» What the task asks
In the listing below, find the line containing "# test: point at every instance of the long" and the line containing "# test: point at every instance of the gray concrete". Repeat exactly those two lines and every line between them, nothing more.

☆ ☆ ☆ ☆ ☆ ☆ ☆

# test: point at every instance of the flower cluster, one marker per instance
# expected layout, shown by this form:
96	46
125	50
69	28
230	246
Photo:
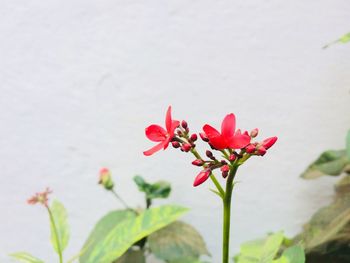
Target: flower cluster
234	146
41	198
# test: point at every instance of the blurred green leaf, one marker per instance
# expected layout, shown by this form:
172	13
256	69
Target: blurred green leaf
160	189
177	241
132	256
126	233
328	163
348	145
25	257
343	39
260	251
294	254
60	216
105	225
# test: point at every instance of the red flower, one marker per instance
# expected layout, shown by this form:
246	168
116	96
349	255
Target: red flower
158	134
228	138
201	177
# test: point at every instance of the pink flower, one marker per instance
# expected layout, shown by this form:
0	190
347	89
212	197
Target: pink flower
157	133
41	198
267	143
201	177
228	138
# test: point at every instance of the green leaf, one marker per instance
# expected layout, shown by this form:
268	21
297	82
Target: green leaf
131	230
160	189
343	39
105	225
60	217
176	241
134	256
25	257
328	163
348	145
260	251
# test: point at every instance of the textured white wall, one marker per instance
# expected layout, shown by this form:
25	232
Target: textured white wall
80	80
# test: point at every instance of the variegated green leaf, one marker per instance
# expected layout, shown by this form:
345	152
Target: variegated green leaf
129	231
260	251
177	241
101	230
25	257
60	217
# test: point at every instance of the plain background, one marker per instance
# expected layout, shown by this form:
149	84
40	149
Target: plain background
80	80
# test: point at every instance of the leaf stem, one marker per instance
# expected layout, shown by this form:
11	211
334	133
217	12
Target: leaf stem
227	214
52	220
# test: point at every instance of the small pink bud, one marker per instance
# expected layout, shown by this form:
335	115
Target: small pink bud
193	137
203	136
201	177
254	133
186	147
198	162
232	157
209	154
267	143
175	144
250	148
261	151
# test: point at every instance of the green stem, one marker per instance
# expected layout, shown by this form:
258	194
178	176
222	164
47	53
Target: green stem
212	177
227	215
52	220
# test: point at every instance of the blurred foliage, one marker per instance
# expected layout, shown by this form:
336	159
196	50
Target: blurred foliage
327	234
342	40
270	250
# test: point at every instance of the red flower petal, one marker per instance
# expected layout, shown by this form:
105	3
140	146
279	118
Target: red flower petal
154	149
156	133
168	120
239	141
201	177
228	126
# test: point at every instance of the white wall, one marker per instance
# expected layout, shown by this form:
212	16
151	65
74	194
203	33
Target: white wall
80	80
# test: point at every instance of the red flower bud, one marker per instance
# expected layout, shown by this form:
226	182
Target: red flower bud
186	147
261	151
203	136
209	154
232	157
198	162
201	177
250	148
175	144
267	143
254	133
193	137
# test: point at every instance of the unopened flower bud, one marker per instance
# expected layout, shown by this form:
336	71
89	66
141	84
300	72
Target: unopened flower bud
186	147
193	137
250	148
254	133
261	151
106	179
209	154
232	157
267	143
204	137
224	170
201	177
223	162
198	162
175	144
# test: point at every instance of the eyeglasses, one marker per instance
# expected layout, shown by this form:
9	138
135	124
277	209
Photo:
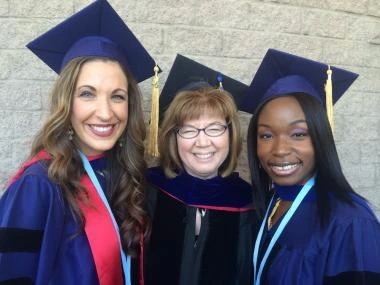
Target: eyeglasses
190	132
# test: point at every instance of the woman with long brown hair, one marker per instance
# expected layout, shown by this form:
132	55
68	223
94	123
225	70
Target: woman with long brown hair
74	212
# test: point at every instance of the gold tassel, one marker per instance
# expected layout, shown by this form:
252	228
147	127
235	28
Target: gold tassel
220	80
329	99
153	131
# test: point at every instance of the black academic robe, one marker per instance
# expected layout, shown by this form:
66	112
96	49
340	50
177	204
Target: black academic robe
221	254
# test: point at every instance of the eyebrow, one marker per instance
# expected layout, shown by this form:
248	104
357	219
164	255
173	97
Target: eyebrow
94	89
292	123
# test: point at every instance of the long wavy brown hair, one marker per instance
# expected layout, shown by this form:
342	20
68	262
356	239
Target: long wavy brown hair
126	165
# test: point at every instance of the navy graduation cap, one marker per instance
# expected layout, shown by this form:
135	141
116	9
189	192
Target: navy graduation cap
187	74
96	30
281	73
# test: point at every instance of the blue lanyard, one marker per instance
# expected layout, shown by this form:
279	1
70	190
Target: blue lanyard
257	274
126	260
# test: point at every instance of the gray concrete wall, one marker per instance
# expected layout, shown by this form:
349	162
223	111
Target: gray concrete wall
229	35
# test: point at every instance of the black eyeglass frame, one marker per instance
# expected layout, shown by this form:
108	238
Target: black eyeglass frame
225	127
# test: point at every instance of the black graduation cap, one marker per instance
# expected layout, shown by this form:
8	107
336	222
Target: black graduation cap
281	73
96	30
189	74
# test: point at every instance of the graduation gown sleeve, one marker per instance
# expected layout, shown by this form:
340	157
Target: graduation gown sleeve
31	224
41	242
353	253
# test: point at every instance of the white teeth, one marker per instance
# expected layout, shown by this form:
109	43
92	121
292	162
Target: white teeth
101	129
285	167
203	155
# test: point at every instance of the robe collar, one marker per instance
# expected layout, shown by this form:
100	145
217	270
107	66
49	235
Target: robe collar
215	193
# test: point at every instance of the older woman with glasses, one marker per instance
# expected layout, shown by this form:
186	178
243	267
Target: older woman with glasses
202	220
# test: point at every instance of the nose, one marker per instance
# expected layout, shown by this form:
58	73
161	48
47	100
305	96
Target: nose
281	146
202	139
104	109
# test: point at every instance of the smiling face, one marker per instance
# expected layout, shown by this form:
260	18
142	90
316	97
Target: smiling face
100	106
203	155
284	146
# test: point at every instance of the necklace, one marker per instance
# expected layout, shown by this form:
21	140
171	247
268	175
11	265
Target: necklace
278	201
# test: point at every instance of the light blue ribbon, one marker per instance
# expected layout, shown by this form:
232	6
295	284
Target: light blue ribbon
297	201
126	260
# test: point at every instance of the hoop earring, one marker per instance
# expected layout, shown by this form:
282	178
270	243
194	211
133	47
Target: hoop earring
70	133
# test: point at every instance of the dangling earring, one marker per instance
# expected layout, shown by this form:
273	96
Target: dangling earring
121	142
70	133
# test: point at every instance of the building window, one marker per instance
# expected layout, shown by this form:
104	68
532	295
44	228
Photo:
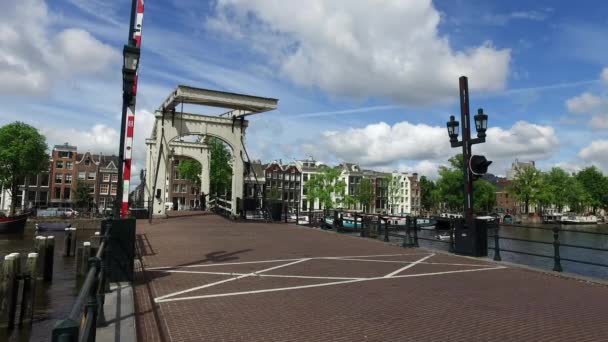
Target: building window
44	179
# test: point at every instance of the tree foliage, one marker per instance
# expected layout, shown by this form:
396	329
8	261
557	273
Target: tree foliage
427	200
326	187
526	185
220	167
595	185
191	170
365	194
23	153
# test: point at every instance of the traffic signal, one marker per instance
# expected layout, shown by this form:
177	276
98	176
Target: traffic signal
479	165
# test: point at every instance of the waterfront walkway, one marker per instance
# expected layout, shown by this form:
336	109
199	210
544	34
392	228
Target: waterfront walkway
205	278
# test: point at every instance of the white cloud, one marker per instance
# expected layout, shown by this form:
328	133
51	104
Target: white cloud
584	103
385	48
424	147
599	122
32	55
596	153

☆ ☆ ☆ ☆ ☆ ☆ ☆

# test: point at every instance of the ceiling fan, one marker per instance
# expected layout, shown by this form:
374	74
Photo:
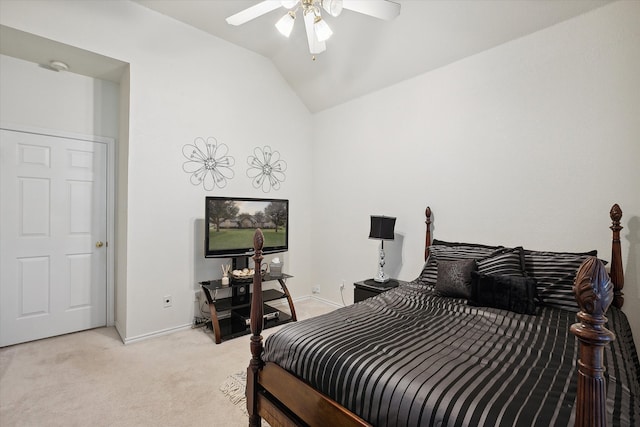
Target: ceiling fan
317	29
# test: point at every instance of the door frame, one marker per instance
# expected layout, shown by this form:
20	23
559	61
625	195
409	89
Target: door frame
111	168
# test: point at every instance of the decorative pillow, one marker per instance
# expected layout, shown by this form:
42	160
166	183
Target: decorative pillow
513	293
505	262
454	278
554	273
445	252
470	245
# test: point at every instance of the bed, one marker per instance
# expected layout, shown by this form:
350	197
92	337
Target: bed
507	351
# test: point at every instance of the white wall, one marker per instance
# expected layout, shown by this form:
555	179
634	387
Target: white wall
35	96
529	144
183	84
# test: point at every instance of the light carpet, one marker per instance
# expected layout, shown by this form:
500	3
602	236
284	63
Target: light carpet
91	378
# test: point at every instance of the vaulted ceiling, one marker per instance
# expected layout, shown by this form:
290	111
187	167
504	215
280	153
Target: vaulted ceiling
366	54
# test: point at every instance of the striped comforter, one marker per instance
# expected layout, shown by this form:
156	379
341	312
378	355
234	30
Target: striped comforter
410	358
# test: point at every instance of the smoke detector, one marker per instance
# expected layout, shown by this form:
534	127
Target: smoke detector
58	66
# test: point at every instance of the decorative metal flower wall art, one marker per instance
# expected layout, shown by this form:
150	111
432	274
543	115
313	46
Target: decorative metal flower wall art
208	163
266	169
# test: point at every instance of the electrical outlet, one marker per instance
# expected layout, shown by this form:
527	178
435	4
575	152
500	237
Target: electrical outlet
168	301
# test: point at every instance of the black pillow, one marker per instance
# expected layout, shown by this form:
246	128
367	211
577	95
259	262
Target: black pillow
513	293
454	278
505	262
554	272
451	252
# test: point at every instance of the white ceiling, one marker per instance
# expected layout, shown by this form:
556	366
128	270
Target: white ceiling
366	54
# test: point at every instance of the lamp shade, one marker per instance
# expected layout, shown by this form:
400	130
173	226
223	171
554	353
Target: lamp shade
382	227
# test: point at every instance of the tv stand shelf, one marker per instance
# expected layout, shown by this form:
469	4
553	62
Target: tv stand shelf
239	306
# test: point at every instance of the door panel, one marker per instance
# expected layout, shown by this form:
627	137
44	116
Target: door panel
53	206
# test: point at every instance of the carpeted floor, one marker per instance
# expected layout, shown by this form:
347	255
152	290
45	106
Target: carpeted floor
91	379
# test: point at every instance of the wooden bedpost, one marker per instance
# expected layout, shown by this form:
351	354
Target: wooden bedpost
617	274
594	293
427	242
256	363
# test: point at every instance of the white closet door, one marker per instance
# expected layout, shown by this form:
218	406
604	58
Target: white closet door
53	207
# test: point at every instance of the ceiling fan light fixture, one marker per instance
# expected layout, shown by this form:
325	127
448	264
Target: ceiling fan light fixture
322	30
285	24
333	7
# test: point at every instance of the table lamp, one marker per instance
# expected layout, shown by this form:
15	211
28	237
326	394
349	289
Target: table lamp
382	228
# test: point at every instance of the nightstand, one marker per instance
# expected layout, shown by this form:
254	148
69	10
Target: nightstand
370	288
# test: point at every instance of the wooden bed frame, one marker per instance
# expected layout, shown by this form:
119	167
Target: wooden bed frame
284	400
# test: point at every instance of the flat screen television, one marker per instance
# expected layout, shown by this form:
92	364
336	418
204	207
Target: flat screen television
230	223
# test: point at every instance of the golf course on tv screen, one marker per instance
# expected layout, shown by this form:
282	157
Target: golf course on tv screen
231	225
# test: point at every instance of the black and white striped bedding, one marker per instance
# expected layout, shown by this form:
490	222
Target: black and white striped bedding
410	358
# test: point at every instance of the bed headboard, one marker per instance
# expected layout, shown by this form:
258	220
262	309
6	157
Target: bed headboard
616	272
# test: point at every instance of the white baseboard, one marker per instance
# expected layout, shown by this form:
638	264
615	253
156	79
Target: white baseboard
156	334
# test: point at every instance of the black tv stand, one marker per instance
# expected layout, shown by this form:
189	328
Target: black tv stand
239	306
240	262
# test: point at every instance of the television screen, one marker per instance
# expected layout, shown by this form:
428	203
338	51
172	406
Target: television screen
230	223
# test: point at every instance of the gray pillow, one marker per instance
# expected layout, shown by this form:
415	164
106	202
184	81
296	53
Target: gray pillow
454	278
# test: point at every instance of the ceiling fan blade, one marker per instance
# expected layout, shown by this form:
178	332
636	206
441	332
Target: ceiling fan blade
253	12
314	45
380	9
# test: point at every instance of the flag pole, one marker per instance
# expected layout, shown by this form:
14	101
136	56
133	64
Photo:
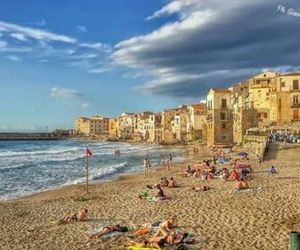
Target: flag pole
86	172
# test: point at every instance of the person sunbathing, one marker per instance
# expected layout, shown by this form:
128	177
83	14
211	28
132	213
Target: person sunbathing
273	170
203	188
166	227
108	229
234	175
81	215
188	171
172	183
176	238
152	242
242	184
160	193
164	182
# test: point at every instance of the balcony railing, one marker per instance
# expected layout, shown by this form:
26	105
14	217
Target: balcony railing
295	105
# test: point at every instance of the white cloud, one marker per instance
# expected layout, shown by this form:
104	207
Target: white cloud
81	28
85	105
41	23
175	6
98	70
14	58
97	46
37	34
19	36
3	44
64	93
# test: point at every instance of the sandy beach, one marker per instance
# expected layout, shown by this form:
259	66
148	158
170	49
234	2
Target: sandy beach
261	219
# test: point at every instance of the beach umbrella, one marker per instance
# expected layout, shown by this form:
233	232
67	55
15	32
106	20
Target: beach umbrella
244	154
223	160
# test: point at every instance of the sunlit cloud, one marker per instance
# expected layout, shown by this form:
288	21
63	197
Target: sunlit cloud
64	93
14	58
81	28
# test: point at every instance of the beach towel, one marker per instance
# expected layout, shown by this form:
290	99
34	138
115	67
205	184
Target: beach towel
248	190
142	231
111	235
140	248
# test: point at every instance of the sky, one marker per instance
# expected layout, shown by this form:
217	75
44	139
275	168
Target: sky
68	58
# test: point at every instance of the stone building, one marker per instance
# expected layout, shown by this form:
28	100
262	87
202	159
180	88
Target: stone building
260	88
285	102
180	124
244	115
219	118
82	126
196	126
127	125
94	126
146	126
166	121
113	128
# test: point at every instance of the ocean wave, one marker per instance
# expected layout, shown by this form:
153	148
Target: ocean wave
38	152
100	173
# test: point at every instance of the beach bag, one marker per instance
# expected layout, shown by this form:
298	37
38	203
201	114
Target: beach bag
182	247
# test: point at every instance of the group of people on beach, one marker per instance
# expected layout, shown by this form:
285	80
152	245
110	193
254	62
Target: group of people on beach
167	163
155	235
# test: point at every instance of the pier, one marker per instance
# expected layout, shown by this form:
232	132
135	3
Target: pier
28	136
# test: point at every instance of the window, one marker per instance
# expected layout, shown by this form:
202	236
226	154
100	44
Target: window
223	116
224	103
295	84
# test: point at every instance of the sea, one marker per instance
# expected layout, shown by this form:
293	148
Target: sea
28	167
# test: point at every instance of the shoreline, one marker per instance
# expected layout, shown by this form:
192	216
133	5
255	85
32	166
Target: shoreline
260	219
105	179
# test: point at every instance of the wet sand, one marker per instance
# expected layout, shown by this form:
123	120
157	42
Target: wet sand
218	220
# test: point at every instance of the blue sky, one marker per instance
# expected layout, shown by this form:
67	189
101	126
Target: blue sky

☆ ☆ ☆ ☆ ☆ ☆ ☆

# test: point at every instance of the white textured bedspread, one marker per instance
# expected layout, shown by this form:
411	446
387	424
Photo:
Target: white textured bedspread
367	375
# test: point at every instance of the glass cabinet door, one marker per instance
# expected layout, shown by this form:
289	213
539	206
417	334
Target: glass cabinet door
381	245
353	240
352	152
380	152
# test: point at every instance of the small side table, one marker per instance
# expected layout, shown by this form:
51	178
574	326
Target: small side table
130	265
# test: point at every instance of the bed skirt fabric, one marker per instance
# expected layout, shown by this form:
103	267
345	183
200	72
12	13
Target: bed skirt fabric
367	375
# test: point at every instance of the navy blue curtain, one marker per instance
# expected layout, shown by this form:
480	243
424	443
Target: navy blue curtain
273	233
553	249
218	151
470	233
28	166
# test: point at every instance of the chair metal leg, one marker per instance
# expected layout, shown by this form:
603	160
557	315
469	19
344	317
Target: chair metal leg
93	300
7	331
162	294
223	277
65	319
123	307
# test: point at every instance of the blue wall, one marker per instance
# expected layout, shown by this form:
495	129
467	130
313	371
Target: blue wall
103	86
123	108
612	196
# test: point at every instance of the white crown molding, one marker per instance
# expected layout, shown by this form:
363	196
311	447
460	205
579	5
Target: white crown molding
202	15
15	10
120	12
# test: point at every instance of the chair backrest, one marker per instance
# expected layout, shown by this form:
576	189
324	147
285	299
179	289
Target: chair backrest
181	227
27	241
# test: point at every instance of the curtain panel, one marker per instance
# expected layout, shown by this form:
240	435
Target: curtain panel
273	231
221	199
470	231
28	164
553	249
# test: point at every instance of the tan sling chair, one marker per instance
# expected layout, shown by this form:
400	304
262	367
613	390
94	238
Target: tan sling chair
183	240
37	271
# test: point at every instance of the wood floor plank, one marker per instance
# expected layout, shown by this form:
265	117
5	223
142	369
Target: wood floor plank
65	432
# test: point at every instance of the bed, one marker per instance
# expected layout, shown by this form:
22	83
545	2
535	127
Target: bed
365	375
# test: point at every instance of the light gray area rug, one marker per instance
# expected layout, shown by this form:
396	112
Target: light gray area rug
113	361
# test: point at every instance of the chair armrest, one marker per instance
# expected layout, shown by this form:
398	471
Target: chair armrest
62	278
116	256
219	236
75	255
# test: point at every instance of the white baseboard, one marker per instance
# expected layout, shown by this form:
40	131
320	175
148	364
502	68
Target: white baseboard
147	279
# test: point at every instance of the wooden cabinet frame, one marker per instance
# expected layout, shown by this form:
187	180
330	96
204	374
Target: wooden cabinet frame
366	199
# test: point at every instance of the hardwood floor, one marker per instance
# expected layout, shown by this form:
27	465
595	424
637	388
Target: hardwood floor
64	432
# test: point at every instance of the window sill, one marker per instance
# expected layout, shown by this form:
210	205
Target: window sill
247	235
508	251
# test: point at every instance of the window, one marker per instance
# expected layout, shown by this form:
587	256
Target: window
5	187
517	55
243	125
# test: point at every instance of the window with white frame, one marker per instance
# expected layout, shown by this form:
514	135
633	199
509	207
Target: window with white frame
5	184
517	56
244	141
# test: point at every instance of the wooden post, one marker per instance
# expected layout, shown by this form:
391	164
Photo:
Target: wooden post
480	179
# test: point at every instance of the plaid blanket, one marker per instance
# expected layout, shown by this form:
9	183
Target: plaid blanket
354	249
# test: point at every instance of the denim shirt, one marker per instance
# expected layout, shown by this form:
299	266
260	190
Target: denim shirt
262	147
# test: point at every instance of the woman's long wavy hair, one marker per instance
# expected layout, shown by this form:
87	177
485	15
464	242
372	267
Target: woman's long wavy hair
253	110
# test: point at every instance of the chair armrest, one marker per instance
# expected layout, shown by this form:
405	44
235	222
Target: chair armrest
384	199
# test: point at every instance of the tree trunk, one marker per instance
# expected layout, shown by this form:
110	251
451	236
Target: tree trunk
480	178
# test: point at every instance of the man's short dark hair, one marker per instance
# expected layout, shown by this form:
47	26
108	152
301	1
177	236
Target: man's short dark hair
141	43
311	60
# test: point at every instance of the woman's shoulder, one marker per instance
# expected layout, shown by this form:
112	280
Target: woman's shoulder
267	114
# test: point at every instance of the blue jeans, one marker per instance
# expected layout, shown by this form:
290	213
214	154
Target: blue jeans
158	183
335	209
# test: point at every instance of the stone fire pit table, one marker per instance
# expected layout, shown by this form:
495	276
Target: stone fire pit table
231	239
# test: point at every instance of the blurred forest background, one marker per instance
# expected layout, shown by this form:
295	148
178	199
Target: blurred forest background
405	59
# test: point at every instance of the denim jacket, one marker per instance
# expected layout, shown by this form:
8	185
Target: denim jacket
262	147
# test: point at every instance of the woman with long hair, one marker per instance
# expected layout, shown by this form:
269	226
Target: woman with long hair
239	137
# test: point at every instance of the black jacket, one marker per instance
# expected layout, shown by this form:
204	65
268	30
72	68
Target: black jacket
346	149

☆ ☆ ☆ ☆ ☆ ☆ ☆

» Response to the task
# test: point at every instance of the long wavy brown hair, one marker per instance
# expected layout, shown by this form:
342	20
68	262
356	239
Target: long wavy brown hair
126	165
# test: point at every instance of the navy graduation cap, one marker per instance
# expected layout, shown by this form:
135	141
116	9
189	192
Target: navy graduation cap
187	74
96	30
281	73
# test: point at every instance of the blue lanyard, one marker per instance
# expected layout, shown by this form:
279	1
70	190
Target: blue lanyard
257	274
126	260
# test: point at every instance of the gray concrete wall, one marker per instance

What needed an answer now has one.